DATASET RECORDS >>
==================================================

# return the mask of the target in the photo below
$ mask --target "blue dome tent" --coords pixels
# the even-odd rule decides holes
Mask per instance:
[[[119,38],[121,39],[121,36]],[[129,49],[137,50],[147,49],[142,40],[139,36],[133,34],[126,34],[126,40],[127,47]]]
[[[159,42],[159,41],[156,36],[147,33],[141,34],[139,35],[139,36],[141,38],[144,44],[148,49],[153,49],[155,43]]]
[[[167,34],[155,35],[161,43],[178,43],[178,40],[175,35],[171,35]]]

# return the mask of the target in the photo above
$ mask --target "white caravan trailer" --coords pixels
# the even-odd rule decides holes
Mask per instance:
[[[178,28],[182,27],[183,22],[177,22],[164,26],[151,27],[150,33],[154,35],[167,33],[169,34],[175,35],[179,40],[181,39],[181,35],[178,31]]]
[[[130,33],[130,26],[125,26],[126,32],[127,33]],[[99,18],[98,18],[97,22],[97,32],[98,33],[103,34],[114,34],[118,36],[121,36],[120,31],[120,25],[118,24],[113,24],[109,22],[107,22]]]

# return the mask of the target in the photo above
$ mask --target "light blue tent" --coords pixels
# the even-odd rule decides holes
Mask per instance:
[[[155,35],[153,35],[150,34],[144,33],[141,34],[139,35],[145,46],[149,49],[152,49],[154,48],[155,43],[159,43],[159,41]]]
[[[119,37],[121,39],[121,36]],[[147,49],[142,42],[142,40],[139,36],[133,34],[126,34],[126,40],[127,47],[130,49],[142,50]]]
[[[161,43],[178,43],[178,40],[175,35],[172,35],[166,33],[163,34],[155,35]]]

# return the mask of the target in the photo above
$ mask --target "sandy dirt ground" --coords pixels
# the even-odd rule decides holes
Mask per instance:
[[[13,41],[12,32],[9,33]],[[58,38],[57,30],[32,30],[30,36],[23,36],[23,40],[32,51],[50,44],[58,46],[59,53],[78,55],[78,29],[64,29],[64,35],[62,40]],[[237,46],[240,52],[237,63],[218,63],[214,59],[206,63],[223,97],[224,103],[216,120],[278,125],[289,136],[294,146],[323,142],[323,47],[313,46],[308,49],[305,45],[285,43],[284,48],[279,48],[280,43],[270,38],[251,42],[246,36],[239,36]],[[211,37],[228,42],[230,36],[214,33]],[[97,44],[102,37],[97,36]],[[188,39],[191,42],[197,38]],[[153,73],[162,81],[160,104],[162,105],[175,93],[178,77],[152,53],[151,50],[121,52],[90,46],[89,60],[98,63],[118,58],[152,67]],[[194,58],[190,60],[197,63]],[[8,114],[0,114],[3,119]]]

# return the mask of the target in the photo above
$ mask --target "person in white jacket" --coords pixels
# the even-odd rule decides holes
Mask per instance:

==================================================

WHAT TO WORK ON >> Each entry above is to be set down again in exactly the same words.

EXERCISE SOLUTION >>
# return the mask of the target in the photo below
$ mask --target "blue dome tent" --coords pixels
# the even-odd rule decides holes
Mask per instance:
[[[119,38],[121,39],[121,36]],[[129,49],[137,50],[147,49],[142,40],[139,36],[133,34],[126,34],[126,40],[127,47]]]
[[[159,42],[159,41],[156,36],[147,33],[141,34],[139,35],[139,36],[141,38],[144,44],[148,49],[153,49],[155,43]]]
[[[167,34],[155,35],[161,43],[178,43],[178,40],[175,35],[171,35]]]

# return the mask of the target in the photo above
$ mask --target "white caravan trailer" --coords pixels
# the even-odd rule decides holes
Mask per instance:
[[[178,28],[182,27],[183,22],[177,22],[164,26],[151,27],[150,33],[154,35],[167,33],[169,34],[175,35],[179,40],[181,39],[181,35],[178,31]]]
[[[130,33],[130,26],[125,26],[126,32],[127,33]],[[99,18],[98,18],[97,22],[97,32],[98,33],[103,34],[114,34],[118,36],[121,36],[120,31],[120,25],[118,24],[113,24],[109,22],[107,22]]]

# return the mask of the target in the photo above
$ mask --target "light blue tent" --coords pixels
# the even-odd rule decides holes
Mask per instance:
[[[155,35],[153,35],[150,34],[144,33],[141,34],[139,35],[145,46],[149,49],[152,49],[154,48],[155,43],[159,43],[159,41]]]
[[[119,37],[121,39],[121,36]],[[147,49],[142,42],[142,40],[139,36],[133,34],[126,34],[126,40],[127,47],[130,49],[142,50]]]
[[[161,43],[178,43],[178,40],[175,35],[172,35],[166,33],[163,34],[155,35]]]

# return the mask of the target in the photo above
$ mask --target "sandy dirt ground" --coords pixels
# the even-odd rule decides holes
Mask per instance:
[[[13,41],[12,32],[9,33]],[[58,38],[57,30],[32,30],[30,36],[23,36],[23,40],[32,51],[50,44],[58,46],[59,53],[78,55],[78,29],[64,29],[64,35],[62,40]],[[237,46],[240,52],[237,63],[218,63],[214,59],[206,63],[223,97],[224,103],[216,120],[278,125],[289,136],[294,146],[323,142],[323,47],[313,46],[308,49],[305,45],[285,43],[284,48],[279,48],[280,43],[270,38],[251,42],[246,36],[239,36]],[[211,37],[228,42],[230,36],[214,33]],[[97,44],[102,37],[97,36]],[[188,39],[191,42],[197,38]],[[153,73],[162,81],[160,104],[162,105],[175,93],[178,77],[152,53],[151,50],[121,52],[90,46],[89,60],[98,63],[118,58],[152,67]],[[194,58],[190,60],[197,63]],[[8,114],[0,114],[3,119]]]

# return the mask of the target in the photo above
$ mask --target "person in white jacket" --coords pixels
# the even-odd rule decides holes
Mask per instance:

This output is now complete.